-------- DATA TO EXAMINE

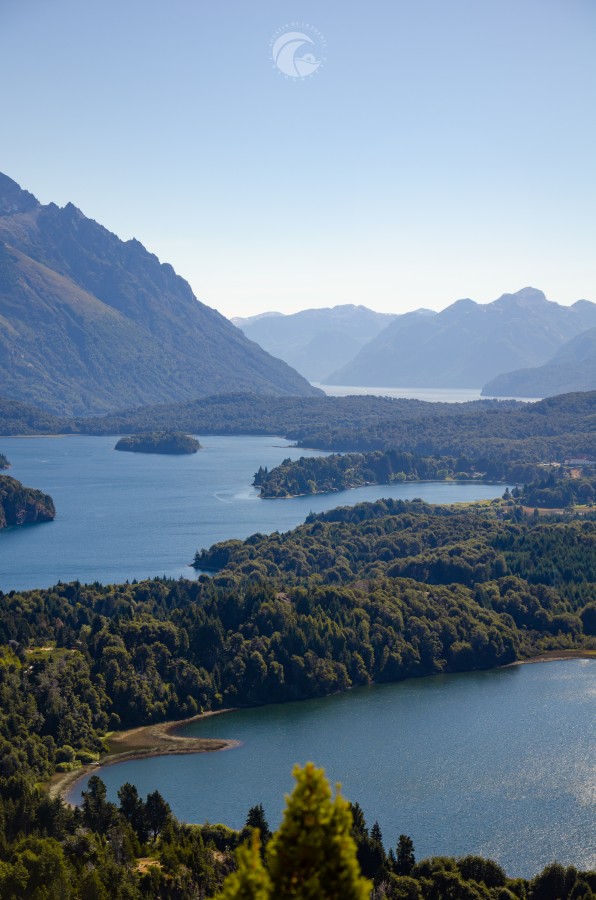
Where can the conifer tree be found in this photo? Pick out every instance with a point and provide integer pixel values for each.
(313, 855)
(250, 881)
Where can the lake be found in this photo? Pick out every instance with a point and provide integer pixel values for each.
(431, 395)
(134, 515)
(499, 763)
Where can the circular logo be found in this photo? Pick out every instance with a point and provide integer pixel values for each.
(298, 50)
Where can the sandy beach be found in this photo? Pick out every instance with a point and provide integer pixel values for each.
(140, 743)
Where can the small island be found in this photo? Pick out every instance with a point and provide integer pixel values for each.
(21, 505)
(168, 442)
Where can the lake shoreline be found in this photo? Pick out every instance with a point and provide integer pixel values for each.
(148, 741)
(354, 487)
(143, 742)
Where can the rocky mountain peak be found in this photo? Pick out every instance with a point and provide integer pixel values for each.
(13, 199)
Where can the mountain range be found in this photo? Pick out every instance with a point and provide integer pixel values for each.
(572, 368)
(315, 341)
(467, 344)
(91, 323)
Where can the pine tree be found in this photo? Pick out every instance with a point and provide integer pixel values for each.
(250, 881)
(313, 855)
(405, 855)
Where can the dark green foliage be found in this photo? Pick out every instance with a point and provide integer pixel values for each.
(169, 442)
(256, 819)
(556, 489)
(404, 855)
(20, 505)
(375, 592)
(313, 475)
(492, 434)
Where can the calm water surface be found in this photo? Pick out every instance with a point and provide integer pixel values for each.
(498, 763)
(135, 515)
(431, 395)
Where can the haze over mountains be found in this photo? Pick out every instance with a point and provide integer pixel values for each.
(90, 323)
(467, 344)
(315, 341)
(572, 368)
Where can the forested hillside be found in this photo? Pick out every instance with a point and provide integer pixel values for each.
(375, 592)
(338, 472)
(548, 430)
(90, 323)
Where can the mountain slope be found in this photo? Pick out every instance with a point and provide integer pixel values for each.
(467, 344)
(315, 341)
(89, 322)
(572, 368)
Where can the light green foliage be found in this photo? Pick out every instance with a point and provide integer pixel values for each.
(250, 881)
(313, 855)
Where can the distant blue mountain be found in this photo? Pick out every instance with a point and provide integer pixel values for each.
(572, 368)
(467, 344)
(90, 323)
(315, 341)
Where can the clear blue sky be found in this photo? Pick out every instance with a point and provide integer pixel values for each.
(445, 148)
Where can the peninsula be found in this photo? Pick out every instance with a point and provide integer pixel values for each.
(168, 442)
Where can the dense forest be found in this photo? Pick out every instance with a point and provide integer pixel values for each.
(377, 592)
(339, 472)
(323, 849)
(20, 505)
(554, 488)
(551, 429)
(546, 486)
(167, 442)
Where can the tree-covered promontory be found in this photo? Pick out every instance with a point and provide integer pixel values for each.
(374, 592)
(20, 505)
(339, 472)
(167, 442)
(548, 430)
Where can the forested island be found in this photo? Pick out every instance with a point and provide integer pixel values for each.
(20, 505)
(375, 592)
(547, 486)
(168, 442)
(340, 472)
(552, 429)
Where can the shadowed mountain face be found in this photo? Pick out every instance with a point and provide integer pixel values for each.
(315, 341)
(90, 323)
(572, 368)
(467, 344)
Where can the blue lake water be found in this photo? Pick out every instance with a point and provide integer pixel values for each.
(132, 515)
(499, 763)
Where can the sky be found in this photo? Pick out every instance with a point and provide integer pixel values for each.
(284, 154)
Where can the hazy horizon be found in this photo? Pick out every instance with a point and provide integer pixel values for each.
(419, 153)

----------------

- WORK ORDER:
Beginning at the line that contains "Where can the shadowed", reproduce every line down to the last line of the entries above, exactly and only those.

- SOLUTION TO THE PROBLEM:
Where can the shadowed mountain face be found in this photo? Pick out every instance with a point and provide integer pixel values for each.
(315, 341)
(90, 323)
(572, 368)
(467, 344)
Where can the blue lake water be found in this photo? Pick out every instance with a point and provide integer pixel values for each.
(132, 515)
(499, 763)
Where can the sky be found in this photo? Pick out every instance with a point and provide integer pixel values for each.
(284, 154)
Where can the hazy horizon be found in this photo? Pick out every instance with a point and provide integer pixel values for each.
(419, 153)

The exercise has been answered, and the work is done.